> _TEXT EXTRACT_
┌──
World Cup Pause: Fans Restless and Pubs Divided
The football has stopped, but the noise hasn’t. With 63 long hours to fill before the World Cup resumes, the sport has spilled out into everything else: travel plans, pub tills, tactical gripes and age‑old arguments about greatness.
This is what the final week of a World Cup looks like when the ball isn’t rolling. Everyone is still playing.
England, Messi and a lifetime trip
For Al Daw, the semi-final in Atlanta is more than a fixture. It’s a gamble on memory.
He took his mother to England’s match against Panama in New Jersey for her 70th birthday. It rained all day, MetLife Stadium felt like a concrete cage, but it didn’t matter. It was the World Cup. It was England. That itch to go again never really left.
So, on Thursday, with England not yet through, he did what so many supporters dream of but rarely dare: he booked the semi-final before the result. Flights from Manchester to Atlanta via Paris. Hotel by the stadium. Match tickets for himself and his eight-year-old son, Digby. All signed off only after a nervous green light from his wife, with five children already at home and another due at the end of July.
He watched England’s quarter-final “through his fingers”, voice shredded by the end, but the risk paid off. Now Digby is heading to see England in a World Cup semi-final, and perhaps Lionel Messi’s last match for his country. No guarantees. Just the chance of a moment that will live with them both forever.
The tactical fault lines: Stones, Messi and Portugal’s puzzle
While fans chase memories, managers chase solutions.
Debate around England’s back line continues to circle John Stones. As a footballer, he’s admired. As a defender, less so. His lack of pace is a concern against the sharp, relentless movement of Julián Álvarez and Lautaro Martínez, and tracking Messi is a different level of problem entirely. Whether he has the defensive craft to live with that remains an open question.
On the flanks, England’s options hint at different shapes of the same dilemma. Djed Spence offers a direct, high-speed threat off the bench, constantly running in behind and stretching tired defences. Against Argentina, the expectation is that Reece James starts at right-back, with Nico O’Reilly on the left. On form and profile, Lewis Hall and Luke Shaw might both be preferred to O’Reilly, but they are watching from home, not from the touchline. Selection is often about who is available rather than who is ideal.
Portugal’s situation is even more baffling. Roberto Martínez has a midfield that most international coaches would frame on the wall: a double Champions League-winning pairing behind Bruno Fernandes. Yet the football has been flat, cautious and, at times, joyless.
└──
Update the passage of the World Cup pause article between "He watched England’s" and "them both forever.", inclusive, so that "fingers" becomes "hands".

> _MATERIAL SUPPLIED_
┌──
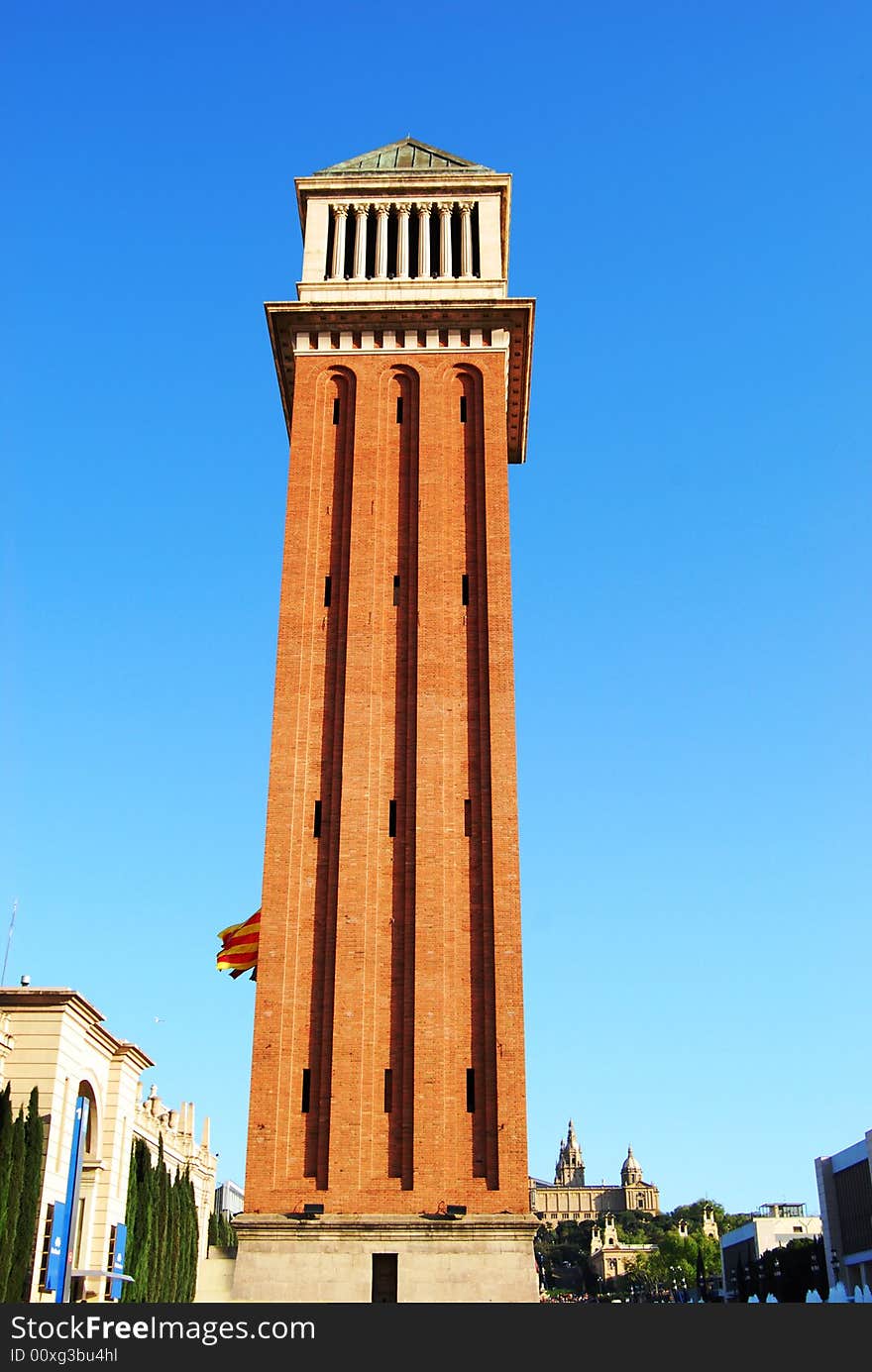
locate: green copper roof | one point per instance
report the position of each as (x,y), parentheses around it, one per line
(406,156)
└──
┌──
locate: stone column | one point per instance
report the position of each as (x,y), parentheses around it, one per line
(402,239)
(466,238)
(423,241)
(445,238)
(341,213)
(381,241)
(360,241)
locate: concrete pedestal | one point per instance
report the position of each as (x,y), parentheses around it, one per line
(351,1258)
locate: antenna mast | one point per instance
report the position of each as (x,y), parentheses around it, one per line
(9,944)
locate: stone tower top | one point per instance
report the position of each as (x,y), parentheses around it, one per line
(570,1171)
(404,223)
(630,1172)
└──
┌──
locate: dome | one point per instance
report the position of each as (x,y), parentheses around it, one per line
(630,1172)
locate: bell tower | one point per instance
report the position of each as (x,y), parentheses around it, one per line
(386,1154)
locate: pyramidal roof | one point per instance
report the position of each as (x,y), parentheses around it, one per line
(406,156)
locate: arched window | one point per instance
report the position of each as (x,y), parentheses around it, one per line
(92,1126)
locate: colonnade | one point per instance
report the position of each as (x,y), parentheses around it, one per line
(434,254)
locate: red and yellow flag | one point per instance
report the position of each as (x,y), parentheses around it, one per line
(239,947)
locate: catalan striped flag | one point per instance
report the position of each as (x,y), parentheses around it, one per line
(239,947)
└──
> _FINISHED ANSWER_
He watched England’s quarter-final “through his hands”, voice shredded by the end, but the risk paid off. Now Digby is heading to see England in a World Cup semi-final, and perhaps Lionel Messi’s last match for his country. No guarantees. Just the chance of a moment that will live with them both forever.